***** RECORD EXCERPTS *****
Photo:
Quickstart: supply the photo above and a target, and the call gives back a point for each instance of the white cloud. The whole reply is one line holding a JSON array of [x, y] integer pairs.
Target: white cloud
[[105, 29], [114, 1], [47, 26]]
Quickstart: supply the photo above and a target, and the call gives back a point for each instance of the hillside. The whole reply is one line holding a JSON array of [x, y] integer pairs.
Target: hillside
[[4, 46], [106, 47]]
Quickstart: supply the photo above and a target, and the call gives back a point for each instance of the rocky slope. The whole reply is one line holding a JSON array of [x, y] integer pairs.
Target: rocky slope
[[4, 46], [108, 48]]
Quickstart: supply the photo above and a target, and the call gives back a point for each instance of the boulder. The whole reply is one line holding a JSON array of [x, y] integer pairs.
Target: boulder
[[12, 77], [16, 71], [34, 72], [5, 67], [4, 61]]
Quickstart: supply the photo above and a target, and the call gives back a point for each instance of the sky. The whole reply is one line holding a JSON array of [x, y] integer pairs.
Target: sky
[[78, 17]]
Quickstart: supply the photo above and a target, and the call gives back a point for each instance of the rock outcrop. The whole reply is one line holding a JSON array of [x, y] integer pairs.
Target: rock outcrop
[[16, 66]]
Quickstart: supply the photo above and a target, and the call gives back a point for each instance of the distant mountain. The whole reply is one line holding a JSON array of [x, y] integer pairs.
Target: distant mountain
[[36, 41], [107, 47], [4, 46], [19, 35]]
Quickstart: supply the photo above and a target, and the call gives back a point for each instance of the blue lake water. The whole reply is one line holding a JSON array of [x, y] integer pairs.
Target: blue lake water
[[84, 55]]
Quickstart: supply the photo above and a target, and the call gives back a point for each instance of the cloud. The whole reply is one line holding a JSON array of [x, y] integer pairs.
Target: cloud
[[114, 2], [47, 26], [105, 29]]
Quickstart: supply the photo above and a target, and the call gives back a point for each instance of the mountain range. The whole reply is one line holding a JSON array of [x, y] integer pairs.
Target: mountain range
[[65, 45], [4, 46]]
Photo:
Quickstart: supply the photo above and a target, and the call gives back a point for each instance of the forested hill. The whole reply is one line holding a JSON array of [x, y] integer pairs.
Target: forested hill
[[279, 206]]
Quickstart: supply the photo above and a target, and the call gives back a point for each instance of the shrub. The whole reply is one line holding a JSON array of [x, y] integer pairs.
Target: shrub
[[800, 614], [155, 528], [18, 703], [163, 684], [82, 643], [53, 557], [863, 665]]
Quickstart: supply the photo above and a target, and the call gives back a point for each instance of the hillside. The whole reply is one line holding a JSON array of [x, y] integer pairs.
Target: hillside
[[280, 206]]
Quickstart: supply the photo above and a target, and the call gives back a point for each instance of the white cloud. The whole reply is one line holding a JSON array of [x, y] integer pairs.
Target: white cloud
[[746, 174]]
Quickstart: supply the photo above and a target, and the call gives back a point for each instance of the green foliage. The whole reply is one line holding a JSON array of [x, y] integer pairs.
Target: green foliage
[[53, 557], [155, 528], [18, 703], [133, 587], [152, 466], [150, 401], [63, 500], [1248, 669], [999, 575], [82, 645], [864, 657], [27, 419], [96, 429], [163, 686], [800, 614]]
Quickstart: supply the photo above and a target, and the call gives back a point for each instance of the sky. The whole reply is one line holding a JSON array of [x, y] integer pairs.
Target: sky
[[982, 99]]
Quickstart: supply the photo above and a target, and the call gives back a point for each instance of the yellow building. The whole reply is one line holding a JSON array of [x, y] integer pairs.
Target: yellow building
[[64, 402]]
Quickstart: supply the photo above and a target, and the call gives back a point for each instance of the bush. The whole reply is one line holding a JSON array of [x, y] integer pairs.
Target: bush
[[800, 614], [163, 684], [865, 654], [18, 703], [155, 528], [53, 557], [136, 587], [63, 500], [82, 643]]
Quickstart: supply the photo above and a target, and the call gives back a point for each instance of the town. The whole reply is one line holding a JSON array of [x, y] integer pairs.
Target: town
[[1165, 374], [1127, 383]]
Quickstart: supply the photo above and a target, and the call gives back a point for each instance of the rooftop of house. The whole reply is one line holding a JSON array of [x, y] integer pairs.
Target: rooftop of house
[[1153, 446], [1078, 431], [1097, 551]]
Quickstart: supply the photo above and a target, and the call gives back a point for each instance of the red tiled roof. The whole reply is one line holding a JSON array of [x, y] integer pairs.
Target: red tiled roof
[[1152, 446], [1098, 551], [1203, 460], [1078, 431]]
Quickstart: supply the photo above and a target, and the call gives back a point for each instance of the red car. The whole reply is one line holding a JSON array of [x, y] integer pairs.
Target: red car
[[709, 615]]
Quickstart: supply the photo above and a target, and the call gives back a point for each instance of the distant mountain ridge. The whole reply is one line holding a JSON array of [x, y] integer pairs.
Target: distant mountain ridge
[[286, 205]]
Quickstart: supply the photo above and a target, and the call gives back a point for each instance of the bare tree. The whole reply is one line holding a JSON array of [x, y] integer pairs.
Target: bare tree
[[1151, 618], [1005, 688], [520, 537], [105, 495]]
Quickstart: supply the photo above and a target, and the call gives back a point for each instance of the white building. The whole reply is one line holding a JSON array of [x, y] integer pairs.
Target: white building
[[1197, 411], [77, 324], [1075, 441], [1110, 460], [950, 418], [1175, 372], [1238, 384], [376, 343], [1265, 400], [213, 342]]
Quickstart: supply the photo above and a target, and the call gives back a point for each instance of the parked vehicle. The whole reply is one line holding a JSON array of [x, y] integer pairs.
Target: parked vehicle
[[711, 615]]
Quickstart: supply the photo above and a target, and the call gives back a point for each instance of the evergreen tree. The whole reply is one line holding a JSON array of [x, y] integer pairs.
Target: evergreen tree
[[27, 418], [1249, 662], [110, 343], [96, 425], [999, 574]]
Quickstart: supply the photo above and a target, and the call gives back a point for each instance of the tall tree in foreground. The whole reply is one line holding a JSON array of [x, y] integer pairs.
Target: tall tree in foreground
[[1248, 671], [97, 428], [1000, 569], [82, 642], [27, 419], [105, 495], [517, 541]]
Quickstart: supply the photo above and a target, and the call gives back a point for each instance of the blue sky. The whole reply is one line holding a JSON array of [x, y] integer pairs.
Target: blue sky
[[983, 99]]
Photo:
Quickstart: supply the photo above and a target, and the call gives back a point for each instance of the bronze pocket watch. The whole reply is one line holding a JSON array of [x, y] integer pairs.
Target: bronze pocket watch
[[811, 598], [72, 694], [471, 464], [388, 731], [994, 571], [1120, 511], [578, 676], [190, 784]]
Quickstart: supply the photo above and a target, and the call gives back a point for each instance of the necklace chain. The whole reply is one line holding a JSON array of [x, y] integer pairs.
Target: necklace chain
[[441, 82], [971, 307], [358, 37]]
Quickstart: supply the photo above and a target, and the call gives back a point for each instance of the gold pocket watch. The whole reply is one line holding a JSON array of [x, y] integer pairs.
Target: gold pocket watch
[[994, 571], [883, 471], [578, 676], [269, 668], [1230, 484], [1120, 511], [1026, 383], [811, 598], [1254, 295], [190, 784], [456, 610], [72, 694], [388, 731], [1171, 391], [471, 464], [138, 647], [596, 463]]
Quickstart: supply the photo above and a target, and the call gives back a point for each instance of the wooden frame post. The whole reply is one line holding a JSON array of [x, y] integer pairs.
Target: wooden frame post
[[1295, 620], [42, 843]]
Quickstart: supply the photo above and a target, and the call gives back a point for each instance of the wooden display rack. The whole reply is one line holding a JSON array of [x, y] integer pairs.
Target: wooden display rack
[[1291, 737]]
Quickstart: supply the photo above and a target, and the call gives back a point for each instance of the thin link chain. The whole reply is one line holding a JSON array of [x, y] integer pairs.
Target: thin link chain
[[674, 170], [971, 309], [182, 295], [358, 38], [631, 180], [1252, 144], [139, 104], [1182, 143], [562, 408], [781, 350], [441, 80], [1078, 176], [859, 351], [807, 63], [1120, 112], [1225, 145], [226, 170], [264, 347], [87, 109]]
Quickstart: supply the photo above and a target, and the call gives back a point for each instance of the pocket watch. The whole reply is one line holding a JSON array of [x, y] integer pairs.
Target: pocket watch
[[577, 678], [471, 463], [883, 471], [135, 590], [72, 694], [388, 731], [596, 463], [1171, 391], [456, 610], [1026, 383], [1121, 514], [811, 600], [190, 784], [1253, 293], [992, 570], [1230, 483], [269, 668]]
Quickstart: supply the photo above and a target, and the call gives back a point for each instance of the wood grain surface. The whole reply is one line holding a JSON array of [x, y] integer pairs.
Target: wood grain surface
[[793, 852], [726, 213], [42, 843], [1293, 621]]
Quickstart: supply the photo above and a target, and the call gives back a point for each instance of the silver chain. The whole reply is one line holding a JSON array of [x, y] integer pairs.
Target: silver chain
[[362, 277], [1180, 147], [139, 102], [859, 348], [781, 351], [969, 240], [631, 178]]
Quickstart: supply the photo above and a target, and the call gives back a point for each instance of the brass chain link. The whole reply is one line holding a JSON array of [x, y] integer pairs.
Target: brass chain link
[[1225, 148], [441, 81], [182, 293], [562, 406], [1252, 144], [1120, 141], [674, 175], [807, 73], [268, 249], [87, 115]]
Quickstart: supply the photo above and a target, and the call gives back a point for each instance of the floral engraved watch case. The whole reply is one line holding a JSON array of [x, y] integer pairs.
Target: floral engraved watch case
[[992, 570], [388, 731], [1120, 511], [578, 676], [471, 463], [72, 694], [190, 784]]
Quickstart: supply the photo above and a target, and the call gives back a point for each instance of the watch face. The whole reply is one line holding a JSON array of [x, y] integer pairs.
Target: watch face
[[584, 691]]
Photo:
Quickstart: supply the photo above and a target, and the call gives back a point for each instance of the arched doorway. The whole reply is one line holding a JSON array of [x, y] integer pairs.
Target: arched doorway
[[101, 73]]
*****
Shift the listing between the lines holding "of the green" and "[[982, 99]]", inclusive, and reproduce every line in that range, adding 55 to each coordinate value in the answers.

Quickstart: supply the photo above and a target, and the call gives back a point for each instance of the green foliage. The whole reply is one line holding a JSON array of [x, y] integer pairs.
Target: green foliage
[[108, 612], [210, 583], [73, 758], [188, 642], [207, 521], [205, 456], [118, 555], [1303, 724], [1054, 630], [137, 700], [919, 712], [82, 474], [151, 484], [218, 741], [855, 669]]
Quickstart: supply the photo above and a target, and the call gives back a point for each instance of the sky. The whole reply is one line holding a JSON array of [x, y] integer pairs.
Target: sky
[[1037, 154]]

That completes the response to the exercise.